SUPPLIED MATERIAL:
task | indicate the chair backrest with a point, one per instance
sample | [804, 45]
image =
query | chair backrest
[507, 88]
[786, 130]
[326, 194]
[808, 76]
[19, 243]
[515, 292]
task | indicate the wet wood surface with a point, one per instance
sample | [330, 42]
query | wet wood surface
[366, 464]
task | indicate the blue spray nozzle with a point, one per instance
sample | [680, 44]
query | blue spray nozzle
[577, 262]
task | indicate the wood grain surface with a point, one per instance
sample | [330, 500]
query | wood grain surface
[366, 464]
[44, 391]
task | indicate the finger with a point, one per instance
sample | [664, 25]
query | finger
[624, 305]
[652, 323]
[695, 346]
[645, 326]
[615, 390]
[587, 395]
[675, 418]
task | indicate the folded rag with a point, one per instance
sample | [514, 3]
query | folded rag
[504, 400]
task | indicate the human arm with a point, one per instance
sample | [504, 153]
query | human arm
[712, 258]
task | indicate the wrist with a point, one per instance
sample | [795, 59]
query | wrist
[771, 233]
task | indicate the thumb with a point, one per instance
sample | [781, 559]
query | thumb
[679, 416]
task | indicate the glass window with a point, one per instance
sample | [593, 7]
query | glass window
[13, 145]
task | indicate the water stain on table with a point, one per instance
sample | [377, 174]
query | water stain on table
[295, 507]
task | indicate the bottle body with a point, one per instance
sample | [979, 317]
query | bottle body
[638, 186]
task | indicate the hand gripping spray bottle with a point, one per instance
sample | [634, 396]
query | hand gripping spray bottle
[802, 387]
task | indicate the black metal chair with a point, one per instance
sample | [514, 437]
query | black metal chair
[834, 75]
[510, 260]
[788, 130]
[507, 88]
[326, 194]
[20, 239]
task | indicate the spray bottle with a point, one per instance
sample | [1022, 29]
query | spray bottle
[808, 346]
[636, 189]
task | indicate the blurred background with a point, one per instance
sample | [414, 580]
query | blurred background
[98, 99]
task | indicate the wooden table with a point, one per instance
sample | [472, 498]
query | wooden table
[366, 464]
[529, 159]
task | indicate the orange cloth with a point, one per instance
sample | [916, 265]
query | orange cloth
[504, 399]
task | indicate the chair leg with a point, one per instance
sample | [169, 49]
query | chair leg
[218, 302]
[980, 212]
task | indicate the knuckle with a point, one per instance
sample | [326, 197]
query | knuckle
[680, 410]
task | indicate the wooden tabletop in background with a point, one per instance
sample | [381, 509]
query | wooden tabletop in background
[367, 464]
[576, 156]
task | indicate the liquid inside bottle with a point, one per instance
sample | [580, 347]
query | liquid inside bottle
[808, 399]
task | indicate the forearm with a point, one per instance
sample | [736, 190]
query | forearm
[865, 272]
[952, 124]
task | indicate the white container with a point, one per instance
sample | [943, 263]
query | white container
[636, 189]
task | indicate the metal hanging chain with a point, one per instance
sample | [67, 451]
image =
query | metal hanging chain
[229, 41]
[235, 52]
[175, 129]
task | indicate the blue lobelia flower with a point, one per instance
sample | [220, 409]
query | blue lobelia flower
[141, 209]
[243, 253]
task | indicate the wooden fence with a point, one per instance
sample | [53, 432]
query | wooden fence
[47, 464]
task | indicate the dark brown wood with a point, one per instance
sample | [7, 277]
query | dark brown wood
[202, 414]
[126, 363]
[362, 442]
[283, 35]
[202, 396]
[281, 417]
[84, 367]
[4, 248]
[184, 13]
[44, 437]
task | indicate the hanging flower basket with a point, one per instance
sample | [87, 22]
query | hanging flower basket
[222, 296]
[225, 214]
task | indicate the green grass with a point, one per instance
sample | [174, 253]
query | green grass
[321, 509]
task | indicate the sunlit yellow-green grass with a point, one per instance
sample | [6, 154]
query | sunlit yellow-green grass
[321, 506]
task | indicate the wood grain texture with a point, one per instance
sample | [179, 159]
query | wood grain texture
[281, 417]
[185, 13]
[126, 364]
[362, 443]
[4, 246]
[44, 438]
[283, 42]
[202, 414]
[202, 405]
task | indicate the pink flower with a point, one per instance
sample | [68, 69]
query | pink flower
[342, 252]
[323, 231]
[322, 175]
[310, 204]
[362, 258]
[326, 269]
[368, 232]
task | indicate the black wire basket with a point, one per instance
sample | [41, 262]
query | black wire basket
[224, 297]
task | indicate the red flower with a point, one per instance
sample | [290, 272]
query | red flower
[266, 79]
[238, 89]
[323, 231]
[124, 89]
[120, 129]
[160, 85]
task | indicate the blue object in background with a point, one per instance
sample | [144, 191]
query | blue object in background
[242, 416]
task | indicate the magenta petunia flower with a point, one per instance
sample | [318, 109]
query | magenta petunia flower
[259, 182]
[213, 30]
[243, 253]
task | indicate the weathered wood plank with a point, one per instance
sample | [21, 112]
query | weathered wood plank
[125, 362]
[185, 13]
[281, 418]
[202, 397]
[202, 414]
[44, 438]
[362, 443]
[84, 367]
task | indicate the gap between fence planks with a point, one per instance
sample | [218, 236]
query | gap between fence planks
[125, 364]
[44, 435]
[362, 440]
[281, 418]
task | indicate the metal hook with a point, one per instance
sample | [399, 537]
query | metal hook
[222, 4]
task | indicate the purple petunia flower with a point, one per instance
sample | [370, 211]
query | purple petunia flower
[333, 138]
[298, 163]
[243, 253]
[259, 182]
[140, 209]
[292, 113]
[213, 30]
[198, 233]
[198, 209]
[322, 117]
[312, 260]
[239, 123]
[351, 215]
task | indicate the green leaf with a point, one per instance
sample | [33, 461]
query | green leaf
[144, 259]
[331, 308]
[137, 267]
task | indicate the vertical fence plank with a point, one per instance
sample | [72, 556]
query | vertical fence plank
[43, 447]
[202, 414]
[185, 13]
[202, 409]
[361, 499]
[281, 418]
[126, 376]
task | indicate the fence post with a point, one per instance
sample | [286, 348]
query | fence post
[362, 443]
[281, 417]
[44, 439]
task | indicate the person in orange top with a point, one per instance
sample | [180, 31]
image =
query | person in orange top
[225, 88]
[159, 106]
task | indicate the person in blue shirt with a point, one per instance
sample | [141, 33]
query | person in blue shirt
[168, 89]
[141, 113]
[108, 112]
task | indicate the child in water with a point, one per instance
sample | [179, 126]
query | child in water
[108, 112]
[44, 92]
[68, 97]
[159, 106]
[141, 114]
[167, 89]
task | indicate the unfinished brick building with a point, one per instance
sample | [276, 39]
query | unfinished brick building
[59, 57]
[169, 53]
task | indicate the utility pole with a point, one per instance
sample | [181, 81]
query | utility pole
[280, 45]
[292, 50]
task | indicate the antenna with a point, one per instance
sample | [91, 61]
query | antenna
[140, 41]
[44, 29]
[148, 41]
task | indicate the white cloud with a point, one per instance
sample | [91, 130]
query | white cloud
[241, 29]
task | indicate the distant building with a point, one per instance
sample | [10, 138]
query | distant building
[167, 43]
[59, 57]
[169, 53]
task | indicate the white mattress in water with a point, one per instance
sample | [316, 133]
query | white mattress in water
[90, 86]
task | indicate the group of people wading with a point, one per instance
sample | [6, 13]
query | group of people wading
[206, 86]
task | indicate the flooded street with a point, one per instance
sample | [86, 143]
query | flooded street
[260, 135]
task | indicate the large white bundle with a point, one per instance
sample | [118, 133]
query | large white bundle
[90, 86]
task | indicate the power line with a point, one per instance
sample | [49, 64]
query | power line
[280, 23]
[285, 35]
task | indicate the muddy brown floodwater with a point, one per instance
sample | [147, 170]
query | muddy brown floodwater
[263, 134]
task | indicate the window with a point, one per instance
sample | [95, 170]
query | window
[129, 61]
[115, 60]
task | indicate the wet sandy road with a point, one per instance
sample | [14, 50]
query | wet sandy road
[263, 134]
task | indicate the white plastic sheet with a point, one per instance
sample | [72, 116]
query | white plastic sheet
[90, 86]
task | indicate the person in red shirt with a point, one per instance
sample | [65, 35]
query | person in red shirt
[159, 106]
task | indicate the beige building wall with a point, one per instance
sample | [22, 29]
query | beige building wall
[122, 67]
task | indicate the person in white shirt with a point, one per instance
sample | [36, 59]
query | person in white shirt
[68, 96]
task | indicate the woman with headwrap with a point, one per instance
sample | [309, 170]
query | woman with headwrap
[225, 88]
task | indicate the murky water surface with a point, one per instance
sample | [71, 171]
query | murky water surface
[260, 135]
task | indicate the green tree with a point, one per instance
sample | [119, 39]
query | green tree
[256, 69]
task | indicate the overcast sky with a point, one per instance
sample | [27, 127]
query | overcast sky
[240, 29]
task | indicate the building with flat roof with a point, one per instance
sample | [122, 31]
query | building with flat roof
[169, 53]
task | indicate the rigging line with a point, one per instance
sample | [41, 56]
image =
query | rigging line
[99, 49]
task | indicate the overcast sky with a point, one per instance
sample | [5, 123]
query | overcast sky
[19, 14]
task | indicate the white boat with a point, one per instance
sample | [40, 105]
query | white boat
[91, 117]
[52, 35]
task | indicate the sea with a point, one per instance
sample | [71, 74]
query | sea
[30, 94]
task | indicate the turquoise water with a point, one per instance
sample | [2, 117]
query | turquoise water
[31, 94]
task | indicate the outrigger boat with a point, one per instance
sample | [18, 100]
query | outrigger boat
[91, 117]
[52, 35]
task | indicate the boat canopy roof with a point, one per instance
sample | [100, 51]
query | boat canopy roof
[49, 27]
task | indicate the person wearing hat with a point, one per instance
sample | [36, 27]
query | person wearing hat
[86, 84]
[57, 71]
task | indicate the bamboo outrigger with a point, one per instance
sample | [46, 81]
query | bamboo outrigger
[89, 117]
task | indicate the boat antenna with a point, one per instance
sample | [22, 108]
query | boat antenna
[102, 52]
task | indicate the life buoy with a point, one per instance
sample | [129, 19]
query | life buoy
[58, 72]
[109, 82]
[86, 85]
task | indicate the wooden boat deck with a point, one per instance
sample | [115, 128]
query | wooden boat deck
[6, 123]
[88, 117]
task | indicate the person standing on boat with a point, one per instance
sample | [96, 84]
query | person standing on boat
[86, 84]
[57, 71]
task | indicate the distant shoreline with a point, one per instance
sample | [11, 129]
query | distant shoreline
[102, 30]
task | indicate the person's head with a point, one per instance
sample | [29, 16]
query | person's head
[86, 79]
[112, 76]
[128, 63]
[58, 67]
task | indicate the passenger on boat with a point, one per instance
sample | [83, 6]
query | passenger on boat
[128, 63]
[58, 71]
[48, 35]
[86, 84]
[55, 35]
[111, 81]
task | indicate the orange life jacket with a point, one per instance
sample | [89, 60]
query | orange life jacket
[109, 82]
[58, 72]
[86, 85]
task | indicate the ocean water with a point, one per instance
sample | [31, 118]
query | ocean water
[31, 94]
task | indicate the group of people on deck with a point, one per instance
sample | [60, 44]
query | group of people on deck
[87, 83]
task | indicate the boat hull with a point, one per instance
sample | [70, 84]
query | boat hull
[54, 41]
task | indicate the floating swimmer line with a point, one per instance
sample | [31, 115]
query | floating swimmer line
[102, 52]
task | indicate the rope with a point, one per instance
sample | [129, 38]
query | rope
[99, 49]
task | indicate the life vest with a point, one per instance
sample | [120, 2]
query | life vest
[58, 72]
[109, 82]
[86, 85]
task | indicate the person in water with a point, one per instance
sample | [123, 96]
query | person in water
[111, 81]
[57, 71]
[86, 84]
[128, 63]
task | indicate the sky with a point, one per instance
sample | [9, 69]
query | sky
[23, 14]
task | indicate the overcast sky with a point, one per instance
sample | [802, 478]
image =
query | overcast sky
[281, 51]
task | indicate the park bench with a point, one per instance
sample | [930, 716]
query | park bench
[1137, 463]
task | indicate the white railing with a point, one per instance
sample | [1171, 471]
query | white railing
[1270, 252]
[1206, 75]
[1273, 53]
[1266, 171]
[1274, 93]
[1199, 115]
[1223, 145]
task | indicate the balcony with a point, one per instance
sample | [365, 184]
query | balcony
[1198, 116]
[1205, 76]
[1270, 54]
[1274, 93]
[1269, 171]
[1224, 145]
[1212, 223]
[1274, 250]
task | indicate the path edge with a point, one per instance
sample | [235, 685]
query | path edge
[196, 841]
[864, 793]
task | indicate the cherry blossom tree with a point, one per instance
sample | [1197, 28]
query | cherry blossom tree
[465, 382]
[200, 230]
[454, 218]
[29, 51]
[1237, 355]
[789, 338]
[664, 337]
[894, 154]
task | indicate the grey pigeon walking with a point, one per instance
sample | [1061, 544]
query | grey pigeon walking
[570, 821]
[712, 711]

WHAT IS BEING ASKED: Reproduce the items beginning at the line that contains "task | indicate the person in water" and ending with the final item, replacing "railing" with "balustrade" and leaving everything else unchanged.

RESULT OF THIS EXERCISE:
task | indicate the person in water with a point, one per instance
sample | [123, 96]
query | person in water
[111, 81]
[57, 71]
[86, 84]
[128, 63]
task | indicate the sky with a point, one per instance
sample | [9, 69]
query | sky
[23, 14]
task | indicate the overcast sky with a point, one per instance
sample | [802, 478]
image =
query | overcast sky
[281, 51]
task | indicate the park bench with a point, one per instance
sample | [930, 716]
query | park bench
[1137, 463]
task | indicate the white balustrade with a point, one per instance
sample | [1171, 471]
query | white balustrade
[1270, 252]
[1206, 75]
[1273, 53]
[1266, 171]
[1274, 93]
[1199, 115]
[1223, 145]
task | indicate the balcony with a point, one per instance
sample | [365, 184]
query | balcony
[1198, 116]
[1205, 76]
[1270, 54]
[1274, 93]
[1269, 171]
[1224, 145]
[1212, 223]
[1274, 250]
task | indicate the path edge with a point, one per instance
sample | [235, 685]
query | path edge
[196, 841]
[864, 793]
task | indicate the cherry blossom tree with a point, one per instance
sample | [1197, 28]
query | cherry blossom tree
[465, 382]
[200, 230]
[454, 218]
[29, 51]
[1237, 355]
[789, 338]
[664, 337]
[894, 154]
task | indicate the grey pigeon walking with a point, one per instance
sample | [1061, 544]
query | grey pigeon walking
[570, 821]
[712, 711]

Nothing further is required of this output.